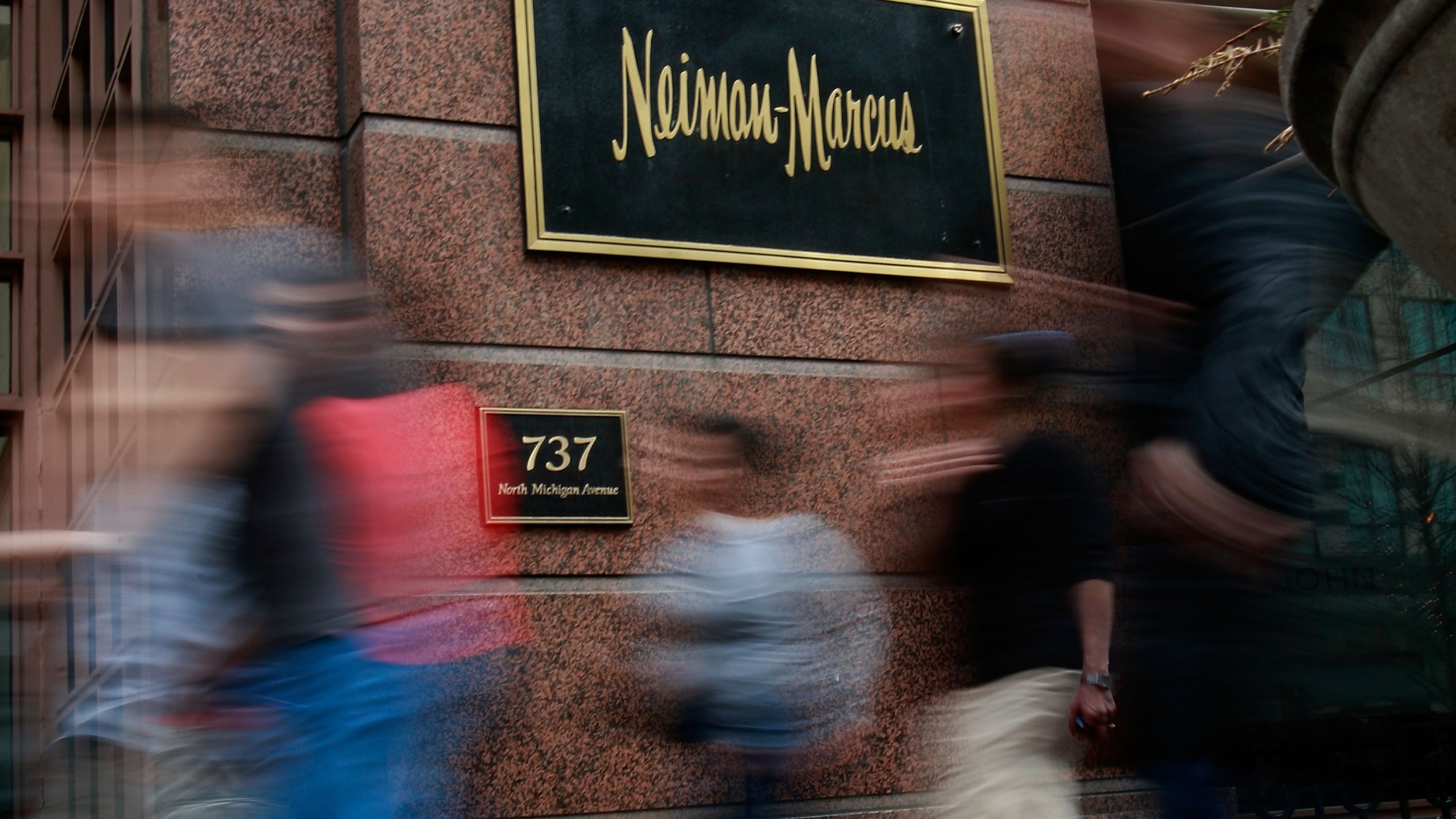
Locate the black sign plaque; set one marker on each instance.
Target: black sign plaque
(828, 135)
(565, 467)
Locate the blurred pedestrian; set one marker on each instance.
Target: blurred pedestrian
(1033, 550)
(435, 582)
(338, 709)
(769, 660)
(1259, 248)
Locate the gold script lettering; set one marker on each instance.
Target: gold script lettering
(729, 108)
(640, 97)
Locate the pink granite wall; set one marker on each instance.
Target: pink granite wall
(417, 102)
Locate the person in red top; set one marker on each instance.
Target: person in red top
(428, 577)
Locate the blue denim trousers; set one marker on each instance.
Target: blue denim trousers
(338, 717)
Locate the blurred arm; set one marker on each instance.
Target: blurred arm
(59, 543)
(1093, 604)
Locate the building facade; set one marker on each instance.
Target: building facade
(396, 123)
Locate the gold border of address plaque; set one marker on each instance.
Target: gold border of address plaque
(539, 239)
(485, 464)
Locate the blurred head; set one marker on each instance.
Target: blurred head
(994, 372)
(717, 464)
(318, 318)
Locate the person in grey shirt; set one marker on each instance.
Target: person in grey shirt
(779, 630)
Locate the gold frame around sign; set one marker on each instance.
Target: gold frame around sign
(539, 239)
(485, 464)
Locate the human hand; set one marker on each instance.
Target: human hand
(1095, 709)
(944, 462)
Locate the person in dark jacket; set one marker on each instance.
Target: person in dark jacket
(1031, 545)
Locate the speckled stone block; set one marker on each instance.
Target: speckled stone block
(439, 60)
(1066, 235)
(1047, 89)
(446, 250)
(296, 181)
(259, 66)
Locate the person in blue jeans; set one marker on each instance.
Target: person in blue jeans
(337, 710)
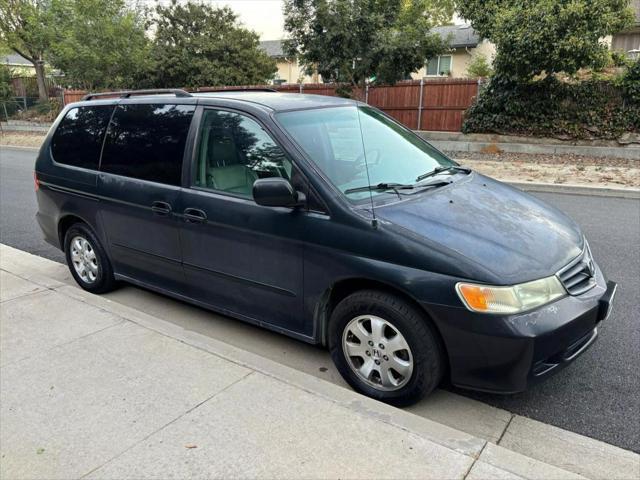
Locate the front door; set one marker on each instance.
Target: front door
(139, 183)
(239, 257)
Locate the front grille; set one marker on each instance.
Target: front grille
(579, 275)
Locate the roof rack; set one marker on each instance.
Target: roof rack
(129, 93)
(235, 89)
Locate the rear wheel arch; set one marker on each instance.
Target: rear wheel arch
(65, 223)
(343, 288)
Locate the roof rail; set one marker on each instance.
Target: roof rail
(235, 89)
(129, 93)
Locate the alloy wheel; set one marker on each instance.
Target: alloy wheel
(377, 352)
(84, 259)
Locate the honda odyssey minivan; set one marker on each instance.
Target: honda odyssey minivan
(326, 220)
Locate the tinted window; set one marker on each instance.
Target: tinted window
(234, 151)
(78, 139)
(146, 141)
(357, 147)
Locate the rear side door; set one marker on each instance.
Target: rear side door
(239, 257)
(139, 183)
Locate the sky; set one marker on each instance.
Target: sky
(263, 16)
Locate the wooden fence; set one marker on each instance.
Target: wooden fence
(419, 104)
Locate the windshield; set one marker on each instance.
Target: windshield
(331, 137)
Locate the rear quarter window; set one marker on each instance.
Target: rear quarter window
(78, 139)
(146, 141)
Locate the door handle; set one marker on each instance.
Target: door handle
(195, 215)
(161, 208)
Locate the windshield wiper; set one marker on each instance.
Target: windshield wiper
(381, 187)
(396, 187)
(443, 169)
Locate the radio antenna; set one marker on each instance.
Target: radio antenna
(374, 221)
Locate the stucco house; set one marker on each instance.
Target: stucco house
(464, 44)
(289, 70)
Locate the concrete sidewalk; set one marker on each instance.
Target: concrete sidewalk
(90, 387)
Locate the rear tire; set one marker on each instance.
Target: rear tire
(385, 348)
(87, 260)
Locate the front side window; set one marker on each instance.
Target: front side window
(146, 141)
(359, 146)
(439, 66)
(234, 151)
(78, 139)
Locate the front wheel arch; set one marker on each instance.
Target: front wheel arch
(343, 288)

◇ ◇ ◇ ◇ ◇

**EXERCISE GOAL**
Copy out the records above word for word, starting with the line that contains "Locate the stucco" and continuing through the end of the records, with both ends included.

**SOLUTION FOR THIS TASK**
Locate the stucco house; set one marker on each instance.
Target: stucco house
(464, 44)
(289, 70)
Locate the concrete sidewalk; set one marker on each instance.
Target: concrete sidewalk
(90, 387)
Locate the rear tire; set one marker on each instance.
Target: rear tire
(385, 348)
(87, 260)
Locate the front side window; set one marker on each instance.
Target: front side window
(146, 141)
(359, 146)
(439, 66)
(234, 151)
(78, 139)
Locate the front wheel arch; set one marker on each instance.
Target: front wheel arch
(343, 288)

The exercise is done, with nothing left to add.